Directions for this task — Repeat word for word the part of the passage below on deferring business payments that opens with the words "Notices for annual" and closes with "on to tenants.".

Text under study —

The next quarterly instalment is due in mid-April in light of which the suggestion is to offer an option to defer payments for both Q1 & Q2 (due mid-July) with the intention to review to extending this during Q2.

This suspension can only apply to ‘Employer’ contributions and not ‘Employee’ contributions as the latter belongs to the individuals, not business.

This is also the case for ETI receipts which similarly have been excluded for the same reason.

The suspension would also apply to self-employed individuals which, given the higher rates applicable, has the potential to have a material favourable impact on cashflows.

Commercial TRP – this is another obligation on which business contacts have sought relief.

It is suggested that the collection of commercial TRP for 2020 be deferred until further notice.

Notices for annual sums due have recently been issued and some businesses will already have paid.

For those who have paid early, reimbursement can be requested for those with cashflow difficulties so as not to penalise prompt payers.

Some businesses will pay by direct debit and these can be suspended where appropriate.

It should be noted that TRP is payable by landlords and any deferral of payment would need to be accompanied by encouragement to pass any temporary benefit on to tenants.

Source records:
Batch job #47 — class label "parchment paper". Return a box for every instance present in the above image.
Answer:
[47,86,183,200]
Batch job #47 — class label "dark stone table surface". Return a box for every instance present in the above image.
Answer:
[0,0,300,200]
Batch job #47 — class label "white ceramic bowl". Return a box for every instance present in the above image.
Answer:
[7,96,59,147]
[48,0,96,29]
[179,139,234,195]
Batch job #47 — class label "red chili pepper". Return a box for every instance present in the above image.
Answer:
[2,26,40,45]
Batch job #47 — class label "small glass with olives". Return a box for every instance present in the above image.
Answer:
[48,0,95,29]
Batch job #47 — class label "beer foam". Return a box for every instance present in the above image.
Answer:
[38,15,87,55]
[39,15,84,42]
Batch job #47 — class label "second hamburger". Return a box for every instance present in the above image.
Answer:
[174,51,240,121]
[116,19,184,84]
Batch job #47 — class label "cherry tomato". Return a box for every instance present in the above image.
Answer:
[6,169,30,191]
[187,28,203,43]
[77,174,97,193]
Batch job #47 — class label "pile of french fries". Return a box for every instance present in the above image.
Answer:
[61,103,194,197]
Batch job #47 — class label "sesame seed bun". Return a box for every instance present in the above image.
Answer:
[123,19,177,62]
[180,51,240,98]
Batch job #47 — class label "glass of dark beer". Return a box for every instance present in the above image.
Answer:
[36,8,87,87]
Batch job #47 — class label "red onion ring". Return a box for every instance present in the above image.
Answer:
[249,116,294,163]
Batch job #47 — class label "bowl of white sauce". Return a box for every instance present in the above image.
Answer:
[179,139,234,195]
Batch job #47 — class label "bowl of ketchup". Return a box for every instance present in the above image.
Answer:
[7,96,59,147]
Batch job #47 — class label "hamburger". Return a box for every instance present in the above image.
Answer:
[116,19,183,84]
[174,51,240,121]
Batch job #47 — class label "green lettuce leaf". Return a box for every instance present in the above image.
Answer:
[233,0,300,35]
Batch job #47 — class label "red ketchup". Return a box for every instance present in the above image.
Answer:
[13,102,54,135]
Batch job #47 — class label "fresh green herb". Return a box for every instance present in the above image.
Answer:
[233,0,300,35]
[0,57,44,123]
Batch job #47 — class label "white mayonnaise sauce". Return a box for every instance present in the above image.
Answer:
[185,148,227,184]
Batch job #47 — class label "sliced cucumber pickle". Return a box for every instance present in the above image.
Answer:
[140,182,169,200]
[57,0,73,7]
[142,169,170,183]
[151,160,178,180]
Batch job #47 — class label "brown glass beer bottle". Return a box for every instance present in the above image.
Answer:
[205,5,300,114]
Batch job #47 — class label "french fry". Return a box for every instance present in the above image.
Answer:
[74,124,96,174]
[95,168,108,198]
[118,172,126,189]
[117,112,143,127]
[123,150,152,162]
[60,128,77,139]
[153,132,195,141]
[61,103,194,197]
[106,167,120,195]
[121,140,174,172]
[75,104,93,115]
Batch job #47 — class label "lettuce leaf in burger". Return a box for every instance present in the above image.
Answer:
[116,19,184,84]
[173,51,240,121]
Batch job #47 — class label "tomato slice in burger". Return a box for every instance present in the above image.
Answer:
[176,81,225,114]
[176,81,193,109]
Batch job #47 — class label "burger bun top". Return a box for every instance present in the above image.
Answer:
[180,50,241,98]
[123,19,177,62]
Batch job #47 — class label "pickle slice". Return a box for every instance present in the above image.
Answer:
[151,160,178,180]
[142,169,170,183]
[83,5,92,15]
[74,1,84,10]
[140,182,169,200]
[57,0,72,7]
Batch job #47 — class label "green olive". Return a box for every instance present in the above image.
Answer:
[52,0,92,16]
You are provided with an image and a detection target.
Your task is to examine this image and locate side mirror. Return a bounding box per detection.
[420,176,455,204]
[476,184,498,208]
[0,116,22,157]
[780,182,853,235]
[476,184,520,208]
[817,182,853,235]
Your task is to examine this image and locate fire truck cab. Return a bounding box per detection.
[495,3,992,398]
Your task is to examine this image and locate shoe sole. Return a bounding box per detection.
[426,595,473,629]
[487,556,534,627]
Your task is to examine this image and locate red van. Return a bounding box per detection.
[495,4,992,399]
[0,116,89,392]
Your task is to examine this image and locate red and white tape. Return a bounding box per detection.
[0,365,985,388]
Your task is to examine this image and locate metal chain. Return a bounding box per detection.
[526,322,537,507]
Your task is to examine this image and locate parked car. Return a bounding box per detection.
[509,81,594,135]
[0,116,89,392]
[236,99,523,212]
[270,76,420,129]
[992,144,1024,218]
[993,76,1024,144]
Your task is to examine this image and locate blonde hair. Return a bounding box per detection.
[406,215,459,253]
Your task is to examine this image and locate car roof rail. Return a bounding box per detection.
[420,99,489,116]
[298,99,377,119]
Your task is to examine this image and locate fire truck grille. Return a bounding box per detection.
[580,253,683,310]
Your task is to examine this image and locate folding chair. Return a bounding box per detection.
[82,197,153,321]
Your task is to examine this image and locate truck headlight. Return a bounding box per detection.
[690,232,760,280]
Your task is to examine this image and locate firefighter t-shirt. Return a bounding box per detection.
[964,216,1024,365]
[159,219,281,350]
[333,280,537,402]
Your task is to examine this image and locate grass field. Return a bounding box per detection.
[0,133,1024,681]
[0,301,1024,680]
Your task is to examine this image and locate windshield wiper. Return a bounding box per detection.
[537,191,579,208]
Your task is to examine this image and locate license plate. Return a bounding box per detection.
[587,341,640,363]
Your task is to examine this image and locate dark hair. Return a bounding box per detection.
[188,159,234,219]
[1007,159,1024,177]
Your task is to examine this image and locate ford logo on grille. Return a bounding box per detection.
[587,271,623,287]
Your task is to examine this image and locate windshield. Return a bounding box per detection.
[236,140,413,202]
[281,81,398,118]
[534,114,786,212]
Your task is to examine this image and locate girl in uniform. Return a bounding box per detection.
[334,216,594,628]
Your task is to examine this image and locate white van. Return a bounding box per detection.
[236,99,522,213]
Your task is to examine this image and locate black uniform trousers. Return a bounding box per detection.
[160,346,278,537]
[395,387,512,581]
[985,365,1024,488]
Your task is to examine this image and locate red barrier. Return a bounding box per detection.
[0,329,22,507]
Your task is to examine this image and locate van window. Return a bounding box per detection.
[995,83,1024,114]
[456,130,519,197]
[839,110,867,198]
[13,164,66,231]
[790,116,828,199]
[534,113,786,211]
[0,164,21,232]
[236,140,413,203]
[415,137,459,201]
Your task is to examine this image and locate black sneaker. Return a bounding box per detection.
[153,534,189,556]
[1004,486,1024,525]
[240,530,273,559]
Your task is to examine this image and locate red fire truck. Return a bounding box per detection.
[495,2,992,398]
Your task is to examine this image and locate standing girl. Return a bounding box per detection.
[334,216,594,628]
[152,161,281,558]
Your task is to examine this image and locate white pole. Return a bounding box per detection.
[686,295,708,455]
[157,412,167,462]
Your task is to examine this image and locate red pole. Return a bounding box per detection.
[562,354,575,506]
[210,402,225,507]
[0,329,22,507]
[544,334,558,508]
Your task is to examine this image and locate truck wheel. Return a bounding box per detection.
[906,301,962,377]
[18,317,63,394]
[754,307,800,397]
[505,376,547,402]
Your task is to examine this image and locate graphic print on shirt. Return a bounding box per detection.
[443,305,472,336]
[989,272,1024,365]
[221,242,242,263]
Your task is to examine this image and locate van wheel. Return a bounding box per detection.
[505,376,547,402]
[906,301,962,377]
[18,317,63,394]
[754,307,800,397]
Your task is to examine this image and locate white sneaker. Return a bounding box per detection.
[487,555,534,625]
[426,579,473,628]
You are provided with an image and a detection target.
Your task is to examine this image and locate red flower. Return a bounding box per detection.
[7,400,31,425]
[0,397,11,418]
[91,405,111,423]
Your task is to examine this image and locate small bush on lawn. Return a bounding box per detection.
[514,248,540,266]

Solution to the exercise —
Notices for annual sums due have recently been issued and some businesses will already have paid.

For those who have paid early, reimbursement can be requested for those with cashflow difficulties so as not to penalise prompt payers.

Some businesses will pay by direct debit and these can be suspended where appropriate.

It should be noted that TRP is payable by landlords and any deferral of payment would need to be accompanied by encouragement to pass any temporary benefit on to tenants.